_AIM_
Reproduce the lines of the material below, from the line containing "Guideline: for every instance of the green" through the end of the material, replacing "shaded grass area" with "shadowed grass area" and leaving everything else unchanged.

·····

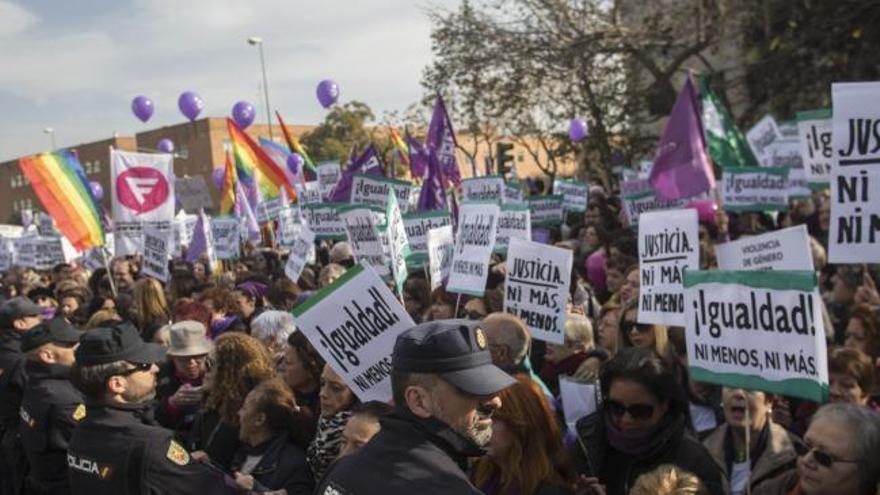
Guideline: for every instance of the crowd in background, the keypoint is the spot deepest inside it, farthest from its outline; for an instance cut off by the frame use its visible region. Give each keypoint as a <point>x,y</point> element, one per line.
<point>248,395</point>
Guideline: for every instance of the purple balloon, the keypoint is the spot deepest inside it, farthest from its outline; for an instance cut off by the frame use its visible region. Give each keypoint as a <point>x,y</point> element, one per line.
<point>97,190</point>
<point>294,162</point>
<point>243,114</point>
<point>190,105</point>
<point>328,93</point>
<point>142,107</point>
<point>166,145</point>
<point>218,175</point>
<point>578,130</point>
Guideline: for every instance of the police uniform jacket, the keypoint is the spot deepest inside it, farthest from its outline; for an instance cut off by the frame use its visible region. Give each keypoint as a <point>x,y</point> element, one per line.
<point>409,455</point>
<point>50,410</point>
<point>114,451</point>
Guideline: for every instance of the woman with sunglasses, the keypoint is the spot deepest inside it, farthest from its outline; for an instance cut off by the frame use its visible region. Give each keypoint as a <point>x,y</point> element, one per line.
<point>641,424</point>
<point>839,455</point>
<point>771,454</point>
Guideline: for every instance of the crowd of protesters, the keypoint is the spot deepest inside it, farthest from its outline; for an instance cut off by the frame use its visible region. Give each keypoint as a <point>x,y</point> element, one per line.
<point>112,382</point>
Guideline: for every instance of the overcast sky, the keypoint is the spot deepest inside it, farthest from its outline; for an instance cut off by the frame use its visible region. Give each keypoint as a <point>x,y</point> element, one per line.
<point>75,66</point>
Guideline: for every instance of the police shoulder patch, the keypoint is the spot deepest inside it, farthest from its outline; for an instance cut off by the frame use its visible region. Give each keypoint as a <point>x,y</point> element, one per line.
<point>79,413</point>
<point>177,454</point>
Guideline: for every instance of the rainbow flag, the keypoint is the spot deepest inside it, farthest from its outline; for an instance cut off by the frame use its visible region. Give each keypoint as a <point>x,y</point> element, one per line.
<point>295,147</point>
<point>62,188</point>
<point>227,196</point>
<point>254,165</point>
<point>400,144</point>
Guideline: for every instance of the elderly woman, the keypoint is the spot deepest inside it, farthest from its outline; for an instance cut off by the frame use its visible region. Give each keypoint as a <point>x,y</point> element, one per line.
<point>771,454</point>
<point>839,454</point>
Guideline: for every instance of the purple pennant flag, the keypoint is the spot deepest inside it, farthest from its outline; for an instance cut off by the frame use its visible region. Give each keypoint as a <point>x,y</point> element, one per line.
<point>418,156</point>
<point>441,142</point>
<point>681,167</point>
<point>367,163</point>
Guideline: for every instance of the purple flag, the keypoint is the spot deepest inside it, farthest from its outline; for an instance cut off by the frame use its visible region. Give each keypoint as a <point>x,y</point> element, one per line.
<point>199,242</point>
<point>681,168</point>
<point>367,163</point>
<point>441,142</point>
<point>418,156</point>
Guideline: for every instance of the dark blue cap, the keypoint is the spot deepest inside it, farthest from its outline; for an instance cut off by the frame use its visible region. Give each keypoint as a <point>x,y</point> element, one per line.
<point>456,350</point>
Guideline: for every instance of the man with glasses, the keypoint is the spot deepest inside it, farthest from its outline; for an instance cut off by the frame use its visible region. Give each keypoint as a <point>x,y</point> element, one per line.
<point>116,448</point>
<point>52,406</point>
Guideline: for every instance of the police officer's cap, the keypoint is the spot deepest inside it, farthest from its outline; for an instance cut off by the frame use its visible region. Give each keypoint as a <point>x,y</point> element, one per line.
<point>54,331</point>
<point>456,350</point>
<point>117,343</point>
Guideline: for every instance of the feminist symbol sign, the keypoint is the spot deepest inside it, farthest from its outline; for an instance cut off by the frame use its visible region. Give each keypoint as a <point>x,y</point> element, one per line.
<point>142,189</point>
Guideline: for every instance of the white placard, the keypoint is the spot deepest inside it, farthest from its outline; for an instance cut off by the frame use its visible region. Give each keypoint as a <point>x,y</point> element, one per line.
<point>363,235</point>
<point>669,244</point>
<point>786,249</point>
<point>224,231</point>
<point>300,251</point>
<point>854,236</point>
<point>475,239</point>
<point>488,188</point>
<point>761,136</point>
<point>536,287</point>
<point>353,323</point>
<point>441,243</point>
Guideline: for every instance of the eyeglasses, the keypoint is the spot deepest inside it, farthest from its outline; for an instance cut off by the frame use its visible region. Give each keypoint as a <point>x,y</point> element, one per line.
<point>137,367</point>
<point>824,459</point>
<point>636,411</point>
<point>629,326</point>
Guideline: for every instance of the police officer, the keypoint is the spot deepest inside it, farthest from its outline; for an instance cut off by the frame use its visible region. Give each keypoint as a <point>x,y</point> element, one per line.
<point>445,390</point>
<point>17,316</point>
<point>117,449</point>
<point>51,406</point>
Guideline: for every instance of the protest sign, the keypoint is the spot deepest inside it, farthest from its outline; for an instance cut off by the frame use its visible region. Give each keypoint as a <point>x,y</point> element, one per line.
<point>754,189</point>
<point>536,287</point>
<point>300,249</point>
<point>398,244</point>
<point>142,186</point>
<point>758,331</point>
<point>475,239</point>
<point>329,174</point>
<point>363,235</point>
<point>353,323</point>
<point>546,211</point>
<point>761,136</point>
<point>854,236</point>
<point>324,221</point>
<point>440,246</point>
<point>515,222</point>
<point>224,231</point>
<point>309,193</point>
<point>192,193</point>
<point>488,188</point>
<point>373,190</point>
<point>669,244</point>
<point>814,131</point>
<point>574,194</point>
<point>417,224</point>
<point>786,249</point>
<point>156,251</point>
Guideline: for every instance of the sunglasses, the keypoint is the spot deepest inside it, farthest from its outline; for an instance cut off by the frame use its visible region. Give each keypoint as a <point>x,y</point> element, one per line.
<point>629,326</point>
<point>636,411</point>
<point>137,367</point>
<point>824,459</point>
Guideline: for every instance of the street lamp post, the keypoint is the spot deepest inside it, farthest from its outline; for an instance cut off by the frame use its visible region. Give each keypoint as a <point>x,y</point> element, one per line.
<point>253,40</point>
<point>51,133</point>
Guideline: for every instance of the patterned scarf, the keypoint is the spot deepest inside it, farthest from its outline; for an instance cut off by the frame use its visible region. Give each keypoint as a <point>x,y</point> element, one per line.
<point>327,443</point>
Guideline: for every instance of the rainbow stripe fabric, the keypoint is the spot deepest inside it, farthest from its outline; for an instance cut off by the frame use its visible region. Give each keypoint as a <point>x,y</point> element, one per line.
<point>62,188</point>
<point>227,196</point>
<point>253,164</point>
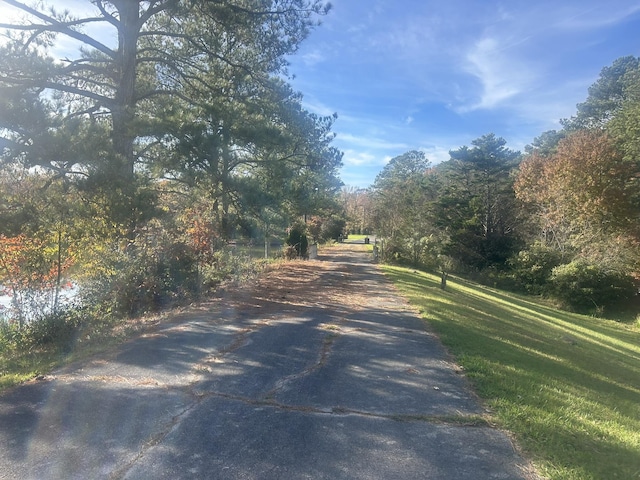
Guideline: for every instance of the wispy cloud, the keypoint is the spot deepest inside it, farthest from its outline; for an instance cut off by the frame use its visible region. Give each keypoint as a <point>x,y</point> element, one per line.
<point>370,142</point>
<point>501,76</point>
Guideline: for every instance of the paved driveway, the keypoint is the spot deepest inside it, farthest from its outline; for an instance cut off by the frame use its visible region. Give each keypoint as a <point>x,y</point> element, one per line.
<point>318,371</point>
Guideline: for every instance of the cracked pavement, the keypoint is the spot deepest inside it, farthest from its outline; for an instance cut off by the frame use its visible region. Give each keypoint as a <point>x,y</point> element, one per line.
<point>319,370</point>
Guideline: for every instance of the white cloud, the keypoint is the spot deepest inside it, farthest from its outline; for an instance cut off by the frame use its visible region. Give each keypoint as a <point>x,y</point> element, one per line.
<point>370,143</point>
<point>501,76</point>
<point>356,158</point>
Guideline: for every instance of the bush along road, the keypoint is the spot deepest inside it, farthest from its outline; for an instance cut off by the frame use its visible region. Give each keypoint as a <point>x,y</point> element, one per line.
<point>317,370</point>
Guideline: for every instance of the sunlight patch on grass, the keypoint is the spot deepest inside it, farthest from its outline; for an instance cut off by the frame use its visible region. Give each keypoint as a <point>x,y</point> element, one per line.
<point>566,385</point>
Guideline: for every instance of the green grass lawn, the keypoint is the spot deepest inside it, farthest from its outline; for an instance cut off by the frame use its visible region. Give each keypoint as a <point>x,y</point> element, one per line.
<point>566,385</point>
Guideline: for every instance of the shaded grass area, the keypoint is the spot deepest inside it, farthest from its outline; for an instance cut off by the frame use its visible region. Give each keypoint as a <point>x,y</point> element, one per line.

·····

_CORRECT OUTPUT_
Guideline: for every instance of the green grass lawn, the keypoint is the spot deepest inside it, farthest from its outline; for an instance cut off by the frame use its visible region. Give each keypoint as a <point>x,y</point> element, one per line.
<point>566,385</point>
Guideline: for every instance of the shadowed grass area, the keypoint is the spot deepest inside it, farthest from its outline; for an instance cut off by the frame use its visible region. Give each keypoint as a <point>x,y</point> element, one per line.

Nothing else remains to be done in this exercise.